REQUIRED ACTION: Starting at the line with "Localize black rubber", retype every line through the end of the listing exactly as written, and nothing before it.
╭──
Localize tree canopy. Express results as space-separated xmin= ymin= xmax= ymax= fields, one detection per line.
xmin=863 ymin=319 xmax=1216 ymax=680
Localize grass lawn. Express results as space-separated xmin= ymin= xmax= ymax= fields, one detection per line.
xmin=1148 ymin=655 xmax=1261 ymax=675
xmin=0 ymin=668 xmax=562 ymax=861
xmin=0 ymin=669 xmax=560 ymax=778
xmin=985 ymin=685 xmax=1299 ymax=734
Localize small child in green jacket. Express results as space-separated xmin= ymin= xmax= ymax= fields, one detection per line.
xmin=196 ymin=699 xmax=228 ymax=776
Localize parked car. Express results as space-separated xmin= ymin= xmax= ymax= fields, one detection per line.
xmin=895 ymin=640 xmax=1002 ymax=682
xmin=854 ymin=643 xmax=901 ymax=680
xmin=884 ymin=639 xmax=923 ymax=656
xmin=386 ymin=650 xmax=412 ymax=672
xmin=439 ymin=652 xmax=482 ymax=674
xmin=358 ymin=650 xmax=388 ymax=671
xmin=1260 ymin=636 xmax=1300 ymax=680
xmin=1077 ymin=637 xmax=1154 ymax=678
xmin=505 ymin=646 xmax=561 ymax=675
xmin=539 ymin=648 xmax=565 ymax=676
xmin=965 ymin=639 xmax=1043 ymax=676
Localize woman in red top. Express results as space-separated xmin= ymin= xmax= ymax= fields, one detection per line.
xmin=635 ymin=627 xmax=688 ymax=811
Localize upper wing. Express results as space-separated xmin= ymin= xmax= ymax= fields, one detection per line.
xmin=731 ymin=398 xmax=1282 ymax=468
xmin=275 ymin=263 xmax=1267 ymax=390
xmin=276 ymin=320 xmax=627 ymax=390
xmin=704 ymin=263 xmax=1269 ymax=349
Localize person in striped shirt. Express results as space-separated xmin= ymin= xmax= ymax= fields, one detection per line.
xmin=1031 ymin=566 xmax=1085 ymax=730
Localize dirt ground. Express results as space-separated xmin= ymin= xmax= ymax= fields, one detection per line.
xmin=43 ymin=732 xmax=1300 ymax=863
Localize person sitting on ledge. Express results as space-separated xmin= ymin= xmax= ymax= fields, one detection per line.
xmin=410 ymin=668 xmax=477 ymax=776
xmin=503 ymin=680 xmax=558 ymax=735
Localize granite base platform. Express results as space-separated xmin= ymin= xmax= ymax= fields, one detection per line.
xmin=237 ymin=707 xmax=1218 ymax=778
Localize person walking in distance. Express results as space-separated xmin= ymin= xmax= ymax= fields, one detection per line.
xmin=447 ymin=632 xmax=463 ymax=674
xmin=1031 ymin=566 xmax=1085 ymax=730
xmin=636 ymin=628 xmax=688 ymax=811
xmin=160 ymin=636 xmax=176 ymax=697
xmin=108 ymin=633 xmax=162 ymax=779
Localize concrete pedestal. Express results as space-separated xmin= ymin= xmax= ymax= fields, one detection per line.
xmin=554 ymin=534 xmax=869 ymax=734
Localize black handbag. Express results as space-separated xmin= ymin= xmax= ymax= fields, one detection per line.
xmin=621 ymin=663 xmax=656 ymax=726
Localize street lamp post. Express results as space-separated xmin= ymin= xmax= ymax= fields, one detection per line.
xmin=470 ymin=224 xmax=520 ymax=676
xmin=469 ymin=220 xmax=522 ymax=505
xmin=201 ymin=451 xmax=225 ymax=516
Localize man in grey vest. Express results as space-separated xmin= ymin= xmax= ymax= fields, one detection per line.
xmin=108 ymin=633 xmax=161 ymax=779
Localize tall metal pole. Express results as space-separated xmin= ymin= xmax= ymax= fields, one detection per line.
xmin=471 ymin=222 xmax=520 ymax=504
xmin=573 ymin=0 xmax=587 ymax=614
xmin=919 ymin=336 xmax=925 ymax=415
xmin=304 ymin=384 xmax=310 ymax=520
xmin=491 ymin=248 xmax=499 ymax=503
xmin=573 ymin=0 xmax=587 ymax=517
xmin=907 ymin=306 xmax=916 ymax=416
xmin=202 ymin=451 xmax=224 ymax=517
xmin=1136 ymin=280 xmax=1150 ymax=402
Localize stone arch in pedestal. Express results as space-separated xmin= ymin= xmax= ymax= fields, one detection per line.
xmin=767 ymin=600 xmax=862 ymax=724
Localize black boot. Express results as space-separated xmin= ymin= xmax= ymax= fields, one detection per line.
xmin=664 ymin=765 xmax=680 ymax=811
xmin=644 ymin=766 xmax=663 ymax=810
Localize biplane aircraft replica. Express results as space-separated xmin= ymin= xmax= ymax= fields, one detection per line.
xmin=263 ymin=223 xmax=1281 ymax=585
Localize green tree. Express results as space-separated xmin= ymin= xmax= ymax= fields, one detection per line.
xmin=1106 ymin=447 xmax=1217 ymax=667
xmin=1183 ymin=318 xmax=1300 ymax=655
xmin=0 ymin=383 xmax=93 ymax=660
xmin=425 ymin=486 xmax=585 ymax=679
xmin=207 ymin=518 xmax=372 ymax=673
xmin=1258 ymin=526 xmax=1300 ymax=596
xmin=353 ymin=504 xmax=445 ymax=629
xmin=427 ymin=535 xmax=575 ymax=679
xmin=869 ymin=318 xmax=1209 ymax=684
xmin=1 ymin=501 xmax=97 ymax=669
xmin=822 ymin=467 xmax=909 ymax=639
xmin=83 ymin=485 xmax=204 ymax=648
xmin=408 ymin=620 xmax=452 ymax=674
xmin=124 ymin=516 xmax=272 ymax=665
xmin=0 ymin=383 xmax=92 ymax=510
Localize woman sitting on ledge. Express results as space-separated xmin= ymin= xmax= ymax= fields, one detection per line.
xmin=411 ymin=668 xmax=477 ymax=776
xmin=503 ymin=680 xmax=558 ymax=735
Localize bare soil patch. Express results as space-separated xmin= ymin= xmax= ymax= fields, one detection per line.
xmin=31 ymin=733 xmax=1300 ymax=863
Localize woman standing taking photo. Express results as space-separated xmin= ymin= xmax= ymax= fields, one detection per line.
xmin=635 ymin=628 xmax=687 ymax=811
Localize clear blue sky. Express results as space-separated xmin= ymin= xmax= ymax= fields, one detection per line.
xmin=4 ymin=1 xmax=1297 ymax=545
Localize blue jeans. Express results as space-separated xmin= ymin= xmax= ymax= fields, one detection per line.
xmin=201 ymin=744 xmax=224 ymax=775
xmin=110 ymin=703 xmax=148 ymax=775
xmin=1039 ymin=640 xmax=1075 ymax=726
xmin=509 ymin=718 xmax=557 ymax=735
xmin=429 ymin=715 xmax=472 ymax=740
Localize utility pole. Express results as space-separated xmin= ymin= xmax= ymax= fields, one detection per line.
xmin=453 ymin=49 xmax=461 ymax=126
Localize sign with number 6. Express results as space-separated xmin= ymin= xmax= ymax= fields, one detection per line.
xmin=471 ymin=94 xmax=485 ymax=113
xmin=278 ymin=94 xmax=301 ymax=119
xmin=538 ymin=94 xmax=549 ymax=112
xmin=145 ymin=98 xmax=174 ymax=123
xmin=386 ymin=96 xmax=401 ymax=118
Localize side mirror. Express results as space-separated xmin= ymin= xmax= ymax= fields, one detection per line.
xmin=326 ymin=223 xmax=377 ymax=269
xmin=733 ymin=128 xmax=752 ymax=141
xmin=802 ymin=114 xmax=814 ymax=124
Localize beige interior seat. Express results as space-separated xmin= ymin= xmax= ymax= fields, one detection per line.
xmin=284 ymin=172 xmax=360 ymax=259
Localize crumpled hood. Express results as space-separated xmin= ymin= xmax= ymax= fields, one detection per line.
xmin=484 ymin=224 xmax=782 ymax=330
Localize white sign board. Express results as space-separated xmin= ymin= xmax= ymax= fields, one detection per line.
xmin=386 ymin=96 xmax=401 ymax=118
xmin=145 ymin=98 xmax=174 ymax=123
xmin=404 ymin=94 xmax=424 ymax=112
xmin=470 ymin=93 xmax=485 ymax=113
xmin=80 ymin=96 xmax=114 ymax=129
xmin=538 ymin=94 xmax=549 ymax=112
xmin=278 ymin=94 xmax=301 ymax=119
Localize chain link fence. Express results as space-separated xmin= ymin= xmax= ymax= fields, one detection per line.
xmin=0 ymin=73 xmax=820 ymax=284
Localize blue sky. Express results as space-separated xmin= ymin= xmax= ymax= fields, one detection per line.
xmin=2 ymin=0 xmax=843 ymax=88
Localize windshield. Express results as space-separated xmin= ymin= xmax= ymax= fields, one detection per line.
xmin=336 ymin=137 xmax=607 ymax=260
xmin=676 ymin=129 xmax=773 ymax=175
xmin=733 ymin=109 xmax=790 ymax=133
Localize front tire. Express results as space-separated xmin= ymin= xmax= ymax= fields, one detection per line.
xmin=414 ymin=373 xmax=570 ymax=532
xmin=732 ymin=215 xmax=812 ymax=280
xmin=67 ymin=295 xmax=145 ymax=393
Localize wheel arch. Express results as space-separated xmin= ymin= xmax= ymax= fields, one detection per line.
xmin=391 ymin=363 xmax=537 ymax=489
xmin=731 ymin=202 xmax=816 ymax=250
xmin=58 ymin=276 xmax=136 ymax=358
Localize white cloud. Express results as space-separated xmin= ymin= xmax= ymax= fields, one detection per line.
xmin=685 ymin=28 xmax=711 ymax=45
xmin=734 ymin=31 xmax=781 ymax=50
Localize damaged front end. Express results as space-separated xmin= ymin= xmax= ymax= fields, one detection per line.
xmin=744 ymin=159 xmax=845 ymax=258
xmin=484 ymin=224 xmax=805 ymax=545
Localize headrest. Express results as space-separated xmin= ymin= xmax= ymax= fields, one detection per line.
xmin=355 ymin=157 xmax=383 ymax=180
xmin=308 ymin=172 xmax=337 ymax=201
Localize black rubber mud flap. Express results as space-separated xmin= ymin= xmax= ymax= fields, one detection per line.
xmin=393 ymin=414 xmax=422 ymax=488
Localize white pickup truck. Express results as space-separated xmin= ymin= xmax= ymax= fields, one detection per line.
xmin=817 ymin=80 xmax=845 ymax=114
╰──
TASK RESPONSE:
Localize black rubber mud flap. Express results as space-separated xmin= ymin= xmax= ymax= fields, one detection per line.
xmin=393 ymin=414 xmax=422 ymax=488
Localize white pickup truck. Express results as space-separated xmin= ymin= xmax= ymax= fields, one detection per line.
xmin=817 ymin=80 xmax=845 ymax=114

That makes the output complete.